● **Texte de référence**:
------------------------

ÉTHIQUE LIBERTARIENNE
 
DEUX MYTHES À PROPOS DE LA MONNAIE *
 
par André Dorais
  
 
          La monnaie est-elle un bien de consommation ou de production? Elle facilite la production et la consommation, mais n'est ni l'un ni l'autre. Est-ce alors une forme de capital? Elle constitue en fait une troisième catégorie et une augmentation de sa quantité ne confère donc aucun avantage. Démystifions ces quelques concepts.
 
Mythe no. 1: Il existe une quantité optimale de monnaie 
  
          La perte d'un bien de consommation ou d'un bien de production résulte en un appauvrissement. Au contraire, le gain ou l'ajout d'un tel bien amène un enrichissement. Cependant, la même chose ne peut être dite d'un ajout ou d'une perte d'argent dans un système économique. Comme l'écrit Ludwig von Mises dans The Theory of Money and Credit: « Une augmentation de la quantité de monnaie ne peut pas davantage accroître le bien-être des membres d'une communauté qu'une réduction de monnaie ne peut le détériorer. » [Traduction libre] C'est que les changements de valeur de la monnaie s'ajustent à la demande de celle-ci. De sorte qu'en dépit des variations dans la quantité de monnaie la richesse totale demeure la même.

------------------------

● **Consignes de l'exercice**:
**a.** Relevez tous les titres et intertitres du texte sur la monnaie.
**b.** Répondez aux questions suivantes d'après le texte sur la monnaie.
(i) Qui signe le texte ?
(ii) De quel ouvrage de Ludwig von Mises provient la citation ?
(iii) À quoi s'ajustent les changements de valeur de la monnaie ?
**c.** Prolongez d'un paragraphe le texte sur les mythes de la monnaie, en partant de sa dernière phrase.

------------------------

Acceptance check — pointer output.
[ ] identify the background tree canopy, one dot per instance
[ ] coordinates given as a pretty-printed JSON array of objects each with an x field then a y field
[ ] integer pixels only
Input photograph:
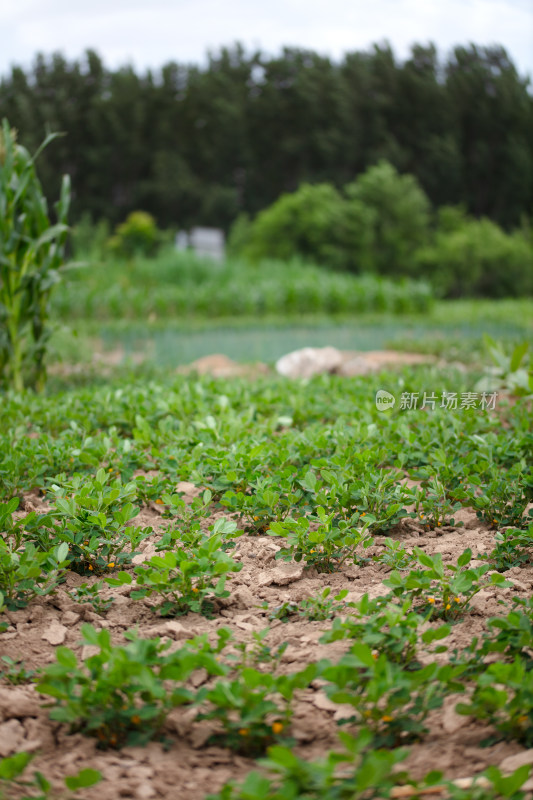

------------------------

● **Réponses finales**:
**a.**
ÉTHIQUE LIBERTARIENNE
DEUX MYTHES À PROPOS DE LA MONNAIE
Mythe no. 1: Il existe une quantité optimale de monnaie

**b.**
(i) André Dorais.
(ii) The Theory of Money and Credit.
(iii) À la demande de monnaie.

**c.**
  
          Les biens de production tirent leur valeur des biens de consommation qu'ils servent à produire. Plus il y a de biens de production, plus on est prospère. Mais il n'en va pas de même de la monnaie. Il n'y a aucun avantage à obtenir d'une quantité additionnelle de monnaie pour l'économie dans son ensemble. Les lois qui gouvernent la valeur d'une monnaie sont différentes de celles qui gouvernent la valeur des biens de production et de consommation.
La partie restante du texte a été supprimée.